[Что сделать]: Перепишите все данные, заменив везде "set one pin" на "place one point", а остальное оставьте без изменений. Картинки в ответ не включайте.
### Исходные данные
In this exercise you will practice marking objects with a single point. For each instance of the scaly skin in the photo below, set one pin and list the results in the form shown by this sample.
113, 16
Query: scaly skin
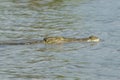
53, 40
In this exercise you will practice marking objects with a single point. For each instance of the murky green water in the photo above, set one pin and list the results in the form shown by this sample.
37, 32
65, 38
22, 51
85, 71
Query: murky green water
36, 19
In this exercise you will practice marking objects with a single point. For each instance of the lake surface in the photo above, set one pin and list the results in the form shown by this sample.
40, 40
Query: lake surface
36, 19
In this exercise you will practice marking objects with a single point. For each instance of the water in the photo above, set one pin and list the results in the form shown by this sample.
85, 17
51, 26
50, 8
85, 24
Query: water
36, 19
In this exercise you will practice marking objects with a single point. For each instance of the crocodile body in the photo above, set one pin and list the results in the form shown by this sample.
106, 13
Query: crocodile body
51, 40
######
[Ответ]:
In this exercise you will practice marking objects with a single point. For each instance of the scaly skin in the photo below, place one point and list the results in the form shown by this sample.
113, 16
Query: scaly skin
53, 40
In this exercise you will practice marking objects with a single point. For each instance of the murky green water in the photo above, place one point and list the results in the form shown by this sample.
37, 32
65, 38
22, 51
85, 71
Query: murky green water
36, 19
In this exercise you will practice marking objects with a single point. For each instance of the lake surface in the photo above, place one point and list the results in the form shown by this sample.
40, 40
Query: lake surface
36, 19
In this exercise you will practice marking objects with a single point. For each instance of the water in the photo above, place one point and list the results in the form shown by this sample.
85, 17
51, 26
50, 8
85, 24
Query: water
36, 19
In this exercise you will practice marking objects with a single point. For each instance of the crocodile body in the photo above, place one point and list the results in the form shown by this sample.
106, 13
Query: crocodile body
51, 40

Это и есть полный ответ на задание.